>> BEGIN EXCERPTED RECORDS

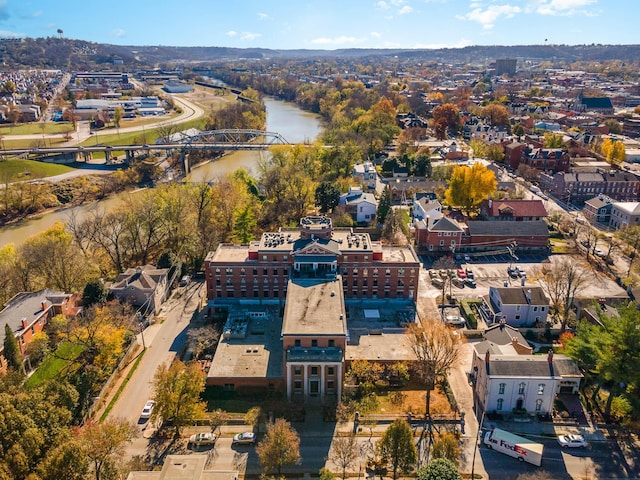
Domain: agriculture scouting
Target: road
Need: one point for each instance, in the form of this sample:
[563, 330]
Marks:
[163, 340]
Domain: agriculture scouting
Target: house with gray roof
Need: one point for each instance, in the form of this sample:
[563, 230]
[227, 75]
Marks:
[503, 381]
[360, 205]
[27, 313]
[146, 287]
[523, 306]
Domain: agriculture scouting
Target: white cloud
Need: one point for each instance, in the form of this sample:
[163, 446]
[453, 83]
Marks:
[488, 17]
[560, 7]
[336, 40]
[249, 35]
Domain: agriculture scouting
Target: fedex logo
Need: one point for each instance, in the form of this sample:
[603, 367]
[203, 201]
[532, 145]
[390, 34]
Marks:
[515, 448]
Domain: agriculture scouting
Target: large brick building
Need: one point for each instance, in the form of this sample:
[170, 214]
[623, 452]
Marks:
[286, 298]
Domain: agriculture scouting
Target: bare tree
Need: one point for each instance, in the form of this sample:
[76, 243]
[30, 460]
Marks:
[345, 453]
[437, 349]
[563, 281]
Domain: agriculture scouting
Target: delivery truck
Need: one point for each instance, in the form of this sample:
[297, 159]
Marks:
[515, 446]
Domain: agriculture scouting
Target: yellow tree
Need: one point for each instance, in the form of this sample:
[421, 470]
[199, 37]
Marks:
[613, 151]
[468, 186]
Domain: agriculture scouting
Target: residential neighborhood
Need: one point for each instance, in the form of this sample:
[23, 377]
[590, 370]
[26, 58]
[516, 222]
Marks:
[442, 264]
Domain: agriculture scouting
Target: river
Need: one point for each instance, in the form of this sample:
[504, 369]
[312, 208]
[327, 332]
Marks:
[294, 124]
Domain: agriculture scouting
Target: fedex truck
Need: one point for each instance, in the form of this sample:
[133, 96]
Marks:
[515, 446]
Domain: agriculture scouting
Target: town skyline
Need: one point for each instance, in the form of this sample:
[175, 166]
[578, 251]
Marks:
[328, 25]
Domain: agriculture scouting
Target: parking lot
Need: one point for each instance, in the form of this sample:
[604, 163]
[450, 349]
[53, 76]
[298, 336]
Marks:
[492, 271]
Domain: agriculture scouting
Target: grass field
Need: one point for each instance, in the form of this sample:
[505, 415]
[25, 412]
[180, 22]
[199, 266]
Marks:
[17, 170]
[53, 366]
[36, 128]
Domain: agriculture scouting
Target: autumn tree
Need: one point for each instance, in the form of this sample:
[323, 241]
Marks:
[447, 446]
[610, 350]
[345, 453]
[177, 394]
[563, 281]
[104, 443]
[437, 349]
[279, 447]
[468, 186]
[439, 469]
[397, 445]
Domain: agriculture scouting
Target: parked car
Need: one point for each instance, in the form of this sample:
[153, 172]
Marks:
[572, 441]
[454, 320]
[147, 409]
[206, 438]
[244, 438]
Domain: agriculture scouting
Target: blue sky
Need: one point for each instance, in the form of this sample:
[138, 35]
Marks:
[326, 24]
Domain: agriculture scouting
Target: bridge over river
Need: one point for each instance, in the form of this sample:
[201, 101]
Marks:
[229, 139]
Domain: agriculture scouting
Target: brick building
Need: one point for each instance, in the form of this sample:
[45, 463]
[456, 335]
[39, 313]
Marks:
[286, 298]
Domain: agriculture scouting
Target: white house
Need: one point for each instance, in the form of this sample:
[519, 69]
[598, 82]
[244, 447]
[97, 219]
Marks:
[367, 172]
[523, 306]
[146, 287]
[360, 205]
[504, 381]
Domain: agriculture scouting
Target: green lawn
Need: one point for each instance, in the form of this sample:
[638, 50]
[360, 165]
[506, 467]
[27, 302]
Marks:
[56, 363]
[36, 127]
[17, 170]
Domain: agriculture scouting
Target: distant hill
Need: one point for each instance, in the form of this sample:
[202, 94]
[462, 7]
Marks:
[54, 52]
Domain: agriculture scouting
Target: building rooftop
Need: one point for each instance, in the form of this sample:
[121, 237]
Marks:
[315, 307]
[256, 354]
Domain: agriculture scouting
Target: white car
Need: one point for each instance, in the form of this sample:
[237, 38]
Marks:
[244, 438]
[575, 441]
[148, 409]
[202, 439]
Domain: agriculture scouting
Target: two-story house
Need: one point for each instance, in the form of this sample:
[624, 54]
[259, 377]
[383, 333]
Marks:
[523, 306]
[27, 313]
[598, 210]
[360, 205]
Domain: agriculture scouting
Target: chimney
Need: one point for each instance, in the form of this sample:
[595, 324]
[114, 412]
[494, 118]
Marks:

>> END EXCERPTED RECORDS

» **WHAT THE EXERCISE ASKS**: Without the pictures, return the entries exactly as they appear.

» **ANSWER IN FULL**:
Domain: agriculture scouting
Target: road
Need: one point for each instance, in the form of this sample:
[563, 330]
Marks:
[163, 340]
Domain: agriculture scouting
Target: house with gray roof
Need: one point for each instance, in the form of this sample:
[563, 230]
[227, 75]
Marks:
[503, 381]
[360, 205]
[27, 313]
[146, 287]
[523, 306]
Domain: agriculture scouting
Target: white cloud
Need: one point for each instance, in the form of this sample:
[163, 446]
[453, 83]
Marks:
[488, 17]
[560, 7]
[336, 40]
[249, 35]
Domain: agriculture scouting
Target: fedex logo
Need: one point for each instance, in the form of this sample:
[603, 367]
[203, 201]
[532, 145]
[390, 34]
Marks:
[515, 448]
Domain: agriculture scouting
Target: large brick building
Need: one point for each instance, in the form of this sample:
[170, 214]
[623, 452]
Marks:
[286, 298]
Domain: agriculture scouting
Target: bare tree
Need: one point for each instance, in the form of this sample:
[76, 243]
[30, 460]
Marks:
[345, 453]
[437, 349]
[563, 281]
Domain: agriculture scouting
Target: delivery truck
Need: one point for each instance, in the form of this sample:
[297, 159]
Marks:
[515, 446]
Domain: agriculture scouting
Target: yellow tree
Need: one point for each instance, in the form of this sample:
[421, 470]
[199, 37]
Marks:
[613, 151]
[468, 186]
Domain: agriculture scouting
Target: residential neighborhood
Need: one point for each instance, in the form of this sample:
[23, 377]
[590, 370]
[26, 58]
[516, 222]
Marks:
[442, 264]
Domain: agriculture scouting
Target: river
Need: one point for each instance, in the form of this sample:
[504, 369]
[312, 208]
[327, 332]
Marks:
[294, 124]
Domain: agriculture scouting
Target: fedex truck
Need: one point for each instance, in the form of this sample:
[133, 96]
Marks:
[515, 446]
Domain: agriculture scouting
Target: town skyline
Need: one point for each instance, in the form of this sample:
[175, 166]
[578, 251]
Marks:
[328, 25]
Domain: agriculture scouting
Target: parking lot
Need: one point for each instance, in the form of this sample:
[604, 163]
[450, 349]
[53, 76]
[298, 336]
Marks:
[492, 271]
Domain: agriculture scouting
Target: grass field
Need: one point for each instance, in the form of this sample:
[505, 415]
[25, 412]
[180, 22]
[199, 266]
Marks:
[17, 170]
[53, 366]
[36, 128]
Domain: agriculture scouting
Target: autumn tree
Need: one point for each instance, in the form of this sample:
[323, 241]
Marks:
[447, 446]
[610, 350]
[345, 453]
[177, 394]
[563, 281]
[104, 443]
[437, 349]
[279, 447]
[468, 186]
[439, 469]
[397, 445]
Domain: agriculture scouting
Target: parked car
Need: one point for each instance, in the form of this sample:
[153, 172]
Marks:
[572, 441]
[454, 320]
[147, 409]
[206, 438]
[244, 438]
Domain: agriculture scouting
Target: blue sky
Need: one point for each instance, in the form of this sample:
[138, 35]
Marks:
[326, 24]
Domain: agriculture scouting
Target: bridge over river
Need: one point for each instance, in the form of this sample:
[201, 101]
Marks:
[229, 139]
Domain: agriculture scouting
Target: brick building
Need: one point for each instance, in the form of this sample:
[45, 463]
[456, 335]
[39, 313]
Marks:
[286, 298]
Domain: agriculture scouting
Target: white house
Need: one point for each instance, in the form of this sample:
[519, 69]
[598, 82]
[244, 447]
[97, 219]
Marks:
[367, 172]
[523, 306]
[146, 287]
[360, 205]
[504, 381]
Domain: agriculture scouting
Target: green lawn
Need: one point for each instance, in the form of this sample:
[638, 50]
[360, 165]
[506, 467]
[27, 302]
Marks:
[56, 363]
[36, 127]
[17, 170]
Domain: agriculture scouting
Target: distant hill
Need: one point for each instance, in the form of this sample:
[202, 94]
[462, 7]
Marks:
[54, 52]
Domain: agriculture scouting
Target: building rooftop
Need: one point for each instance, in the form of this sample:
[121, 237]
Marks:
[315, 307]
[256, 354]
Domain: agriculture scouting
Target: white car
Need: one point for each instance, in the form of this sample:
[237, 38]
Marks:
[244, 438]
[575, 441]
[148, 409]
[202, 439]
Domain: agriculture scouting
Target: two-story house
Need: one point for each instance, in the form of this sample:
[624, 54]
[259, 377]
[383, 333]
Marks:
[523, 306]
[27, 313]
[598, 210]
[360, 205]
Domain: agriculture scouting
Target: chimney
Need: one point for each instance, in the form of this sample:
[595, 324]
[114, 412]
[494, 118]
Marks:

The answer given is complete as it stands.